Referring expression grounding data
==*==
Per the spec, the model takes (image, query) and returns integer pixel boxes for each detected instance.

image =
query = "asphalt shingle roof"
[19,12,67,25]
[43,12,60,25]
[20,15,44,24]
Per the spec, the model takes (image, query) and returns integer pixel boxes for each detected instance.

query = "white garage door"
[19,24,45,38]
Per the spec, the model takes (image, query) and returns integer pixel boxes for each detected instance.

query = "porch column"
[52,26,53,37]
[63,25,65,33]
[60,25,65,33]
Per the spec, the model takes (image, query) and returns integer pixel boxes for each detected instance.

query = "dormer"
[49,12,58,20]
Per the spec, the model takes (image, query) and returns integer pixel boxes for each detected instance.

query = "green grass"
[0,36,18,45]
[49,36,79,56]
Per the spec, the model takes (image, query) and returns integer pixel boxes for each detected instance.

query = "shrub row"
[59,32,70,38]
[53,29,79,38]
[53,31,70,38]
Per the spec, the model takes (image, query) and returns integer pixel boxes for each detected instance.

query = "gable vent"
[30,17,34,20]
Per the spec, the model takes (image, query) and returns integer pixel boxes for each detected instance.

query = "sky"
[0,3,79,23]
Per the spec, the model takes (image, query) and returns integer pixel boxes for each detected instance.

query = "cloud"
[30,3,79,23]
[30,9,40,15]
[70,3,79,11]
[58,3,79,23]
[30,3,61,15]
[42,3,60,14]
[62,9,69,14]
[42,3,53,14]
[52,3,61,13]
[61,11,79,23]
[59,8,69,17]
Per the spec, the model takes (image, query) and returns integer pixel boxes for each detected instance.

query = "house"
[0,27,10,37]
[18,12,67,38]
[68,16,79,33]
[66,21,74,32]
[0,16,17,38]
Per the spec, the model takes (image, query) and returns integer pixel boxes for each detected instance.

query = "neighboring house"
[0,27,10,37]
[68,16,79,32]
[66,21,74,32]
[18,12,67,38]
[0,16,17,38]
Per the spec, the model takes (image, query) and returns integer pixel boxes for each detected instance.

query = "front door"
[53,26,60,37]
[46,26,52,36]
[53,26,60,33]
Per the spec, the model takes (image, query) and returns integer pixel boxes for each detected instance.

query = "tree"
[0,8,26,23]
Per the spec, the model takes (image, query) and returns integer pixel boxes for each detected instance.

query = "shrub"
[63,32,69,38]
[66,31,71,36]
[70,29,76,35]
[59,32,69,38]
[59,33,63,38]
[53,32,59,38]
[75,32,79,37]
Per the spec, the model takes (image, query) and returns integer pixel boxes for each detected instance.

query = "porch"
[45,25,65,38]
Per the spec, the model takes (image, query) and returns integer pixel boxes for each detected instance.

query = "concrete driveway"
==*==
*Required action:*
Write down every record shown above precisely.

*Answer for the task:*
Per the spec, the model takes (image, query) and returns integer pixel boxes for each detected instance.

image =
query = "asphalt shingle roof"
[19,12,67,25]
[43,12,60,25]
[20,15,44,24]
Per the spec, the model takes (image, query) and returns integer pixel boxes for each detected instance.

query = "white garage door"
[19,24,45,38]
Per the spec, the model takes (image, query) and returns integer pixel boxes for each detected instance.

query = "porch column"
[52,26,53,37]
[63,25,65,33]
[60,25,65,33]
Per the spec, the model takes (image, query) and returns integer pixel boxes for each detected instance.

query = "dormer"
[49,12,58,20]
Per the spec, the model takes (image, query) and returns integer pixel boxes for each detected instance.

query = "green grass"
[0,36,18,45]
[49,36,79,56]
Per the spec, the model takes (image, query) and returns integer pixel boxes for each detected instance.

query = "shrub row"
[59,32,70,38]
[53,29,79,38]
[53,31,70,38]
Per the spec, the model takes (image, query) and returns integer pixel boxes for each detected instance.

query = "gable vent"
[30,17,34,20]
Per the spec, the model takes (image, query) and returns integer pixel boxes for each detected instance.

query = "sky"
[0,3,79,23]
Per the spec, the model takes (image, query) and returns integer pixel boxes for each detected instance.

query = "cloud"
[30,3,79,23]
[30,9,40,15]
[70,3,79,11]
[58,3,79,23]
[30,3,61,15]
[42,3,60,14]
[62,9,69,14]
[42,3,53,14]
[52,3,61,13]
[61,11,79,23]
[59,8,69,17]
Per the spec, the model takes (image, query) and returns integer pixel boxes for each detected instance.

query = "house"
[0,27,10,37]
[18,12,67,38]
[68,16,79,33]
[66,21,74,32]
[0,16,17,38]
Per the spec, the model takes (image, query) and returns integer pixel boxes for each detected instance.

query = "neighboring house"
[0,27,10,37]
[68,16,79,32]
[66,21,74,32]
[18,12,67,38]
[0,16,17,38]
Per the spec, the model takes (image, query) and returns integer pixel boxes for each detected instance.

query = "front door"
[53,26,60,37]
[46,26,52,36]
[53,26,60,33]
Per the spec, the model takes (image, query) and returns integer pixel boxes for each detected instance.

query = "tree"
[0,8,26,23]
Per the spec, the model takes (image, query) and returns integer pixel boxes for each detected instance.

query = "shrub"
[63,32,69,38]
[66,31,71,36]
[70,29,76,35]
[59,32,69,38]
[59,33,63,38]
[53,32,59,38]
[75,32,79,37]
Per the spec, the model takes (image, query) and returns integer pixel boxes for each detected instance.

query = "porch"
[45,25,65,38]
Per the spec, the model takes (image, query) and returns integer pixel boxes for each detected instance.

query = "concrete driveway"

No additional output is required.